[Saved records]
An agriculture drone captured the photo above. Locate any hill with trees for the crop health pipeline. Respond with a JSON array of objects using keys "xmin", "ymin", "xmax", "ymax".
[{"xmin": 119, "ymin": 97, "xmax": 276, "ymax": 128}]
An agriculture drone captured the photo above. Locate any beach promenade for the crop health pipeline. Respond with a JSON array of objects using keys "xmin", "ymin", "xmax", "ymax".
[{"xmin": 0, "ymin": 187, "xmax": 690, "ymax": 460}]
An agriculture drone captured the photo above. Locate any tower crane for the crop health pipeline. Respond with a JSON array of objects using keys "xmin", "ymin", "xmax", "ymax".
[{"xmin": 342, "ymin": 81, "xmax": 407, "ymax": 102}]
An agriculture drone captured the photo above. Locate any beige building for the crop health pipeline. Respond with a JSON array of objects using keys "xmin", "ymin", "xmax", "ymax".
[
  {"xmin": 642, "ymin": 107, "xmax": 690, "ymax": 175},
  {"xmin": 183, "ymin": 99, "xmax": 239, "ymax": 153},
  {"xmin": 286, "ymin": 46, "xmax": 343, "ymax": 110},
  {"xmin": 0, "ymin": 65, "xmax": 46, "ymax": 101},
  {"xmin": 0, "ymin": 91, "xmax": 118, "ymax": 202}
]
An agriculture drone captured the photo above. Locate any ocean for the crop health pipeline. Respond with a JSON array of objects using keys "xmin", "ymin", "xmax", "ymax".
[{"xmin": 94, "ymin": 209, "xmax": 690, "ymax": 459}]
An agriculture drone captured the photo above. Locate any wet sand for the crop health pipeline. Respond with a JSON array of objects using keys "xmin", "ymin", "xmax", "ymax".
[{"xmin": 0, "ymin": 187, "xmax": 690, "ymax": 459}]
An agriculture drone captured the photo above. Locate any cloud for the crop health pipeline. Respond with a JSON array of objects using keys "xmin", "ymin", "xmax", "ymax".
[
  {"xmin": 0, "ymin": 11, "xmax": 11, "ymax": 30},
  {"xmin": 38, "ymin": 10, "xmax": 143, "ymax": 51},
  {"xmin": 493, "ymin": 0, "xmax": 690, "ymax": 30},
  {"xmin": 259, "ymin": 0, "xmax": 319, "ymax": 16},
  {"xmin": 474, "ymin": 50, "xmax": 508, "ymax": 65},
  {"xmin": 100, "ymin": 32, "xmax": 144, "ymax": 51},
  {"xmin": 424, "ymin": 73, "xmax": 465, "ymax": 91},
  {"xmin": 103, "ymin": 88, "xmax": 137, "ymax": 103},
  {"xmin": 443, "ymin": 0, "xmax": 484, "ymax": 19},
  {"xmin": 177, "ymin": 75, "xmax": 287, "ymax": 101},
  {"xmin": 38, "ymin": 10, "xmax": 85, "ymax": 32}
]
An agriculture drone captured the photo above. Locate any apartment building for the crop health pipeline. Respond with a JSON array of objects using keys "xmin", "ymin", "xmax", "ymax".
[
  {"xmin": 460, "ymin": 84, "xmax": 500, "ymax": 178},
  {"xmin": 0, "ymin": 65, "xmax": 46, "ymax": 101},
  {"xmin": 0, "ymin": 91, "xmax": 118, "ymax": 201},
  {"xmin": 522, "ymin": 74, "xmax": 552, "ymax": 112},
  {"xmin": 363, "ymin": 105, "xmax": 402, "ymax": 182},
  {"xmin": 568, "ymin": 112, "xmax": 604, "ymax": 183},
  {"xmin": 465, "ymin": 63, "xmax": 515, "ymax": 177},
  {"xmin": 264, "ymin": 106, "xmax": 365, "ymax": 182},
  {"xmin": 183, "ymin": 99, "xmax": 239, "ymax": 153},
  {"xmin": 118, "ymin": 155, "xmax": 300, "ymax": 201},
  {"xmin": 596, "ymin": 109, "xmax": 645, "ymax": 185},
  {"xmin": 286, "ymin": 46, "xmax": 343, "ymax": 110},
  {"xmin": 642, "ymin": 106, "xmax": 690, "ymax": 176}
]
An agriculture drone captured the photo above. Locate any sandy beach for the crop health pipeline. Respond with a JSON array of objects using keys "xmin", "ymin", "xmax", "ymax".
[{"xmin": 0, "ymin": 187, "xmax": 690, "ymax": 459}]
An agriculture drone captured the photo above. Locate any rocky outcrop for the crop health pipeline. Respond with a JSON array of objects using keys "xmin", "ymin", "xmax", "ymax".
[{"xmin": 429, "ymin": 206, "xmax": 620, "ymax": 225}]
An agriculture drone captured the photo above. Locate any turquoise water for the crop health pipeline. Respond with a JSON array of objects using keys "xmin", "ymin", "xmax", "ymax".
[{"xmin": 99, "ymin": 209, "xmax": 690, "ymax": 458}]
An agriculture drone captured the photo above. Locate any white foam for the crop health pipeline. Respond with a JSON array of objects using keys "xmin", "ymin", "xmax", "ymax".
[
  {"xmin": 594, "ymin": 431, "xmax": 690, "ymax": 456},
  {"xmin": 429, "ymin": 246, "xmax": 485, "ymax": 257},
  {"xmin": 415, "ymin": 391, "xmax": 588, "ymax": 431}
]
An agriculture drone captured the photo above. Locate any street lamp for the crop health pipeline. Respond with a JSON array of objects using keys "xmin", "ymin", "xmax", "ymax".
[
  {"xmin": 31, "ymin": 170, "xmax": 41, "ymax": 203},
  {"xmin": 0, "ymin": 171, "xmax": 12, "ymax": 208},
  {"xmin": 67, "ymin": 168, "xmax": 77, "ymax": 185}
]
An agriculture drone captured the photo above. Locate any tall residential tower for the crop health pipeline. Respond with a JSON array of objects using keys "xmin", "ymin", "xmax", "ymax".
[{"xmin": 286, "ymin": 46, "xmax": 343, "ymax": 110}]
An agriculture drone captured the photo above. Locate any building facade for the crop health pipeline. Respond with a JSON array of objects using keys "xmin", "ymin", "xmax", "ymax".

*YOUR TASK:* Please put the lines from the one containing "An agriculture drone captured the photo above. Locate any street" through the end of the items into a numbered list, including both ends and leaving out blank lines.

*CORRECT ANSWER:*
1. An agriculture drone captured the photo above. Locate any street lamp for the crop health pipeline. Respond with a JSON array of objects using keys "xmin", "ymin", "xmax", "ymax".
2. [
3.   {"xmin": 31, "ymin": 170, "xmax": 41, "ymax": 203},
4.   {"xmin": 0, "ymin": 171, "xmax": 12, "ymax": 208},
5.   {"xmin": 67, "ymin": 168, "xmax": 77, "ymax": 185}
6. ]
7. An agriculture drone captured the photo above. Locate any tall residential tower for the crop health pipeline. Respond with a JSON array of objects using keys "xmin", "ymin", "xmax", "ymax".
8. [{"xmin": 286, "ymin": 46, "xmax": 343, "ymax": 110}]
9. An agriculture drone captured the photo above. Locate any building facade for the crop health pipeline. Respond with a JSON array of objects using keys "xmin", "ymin", "xmax", "ymax".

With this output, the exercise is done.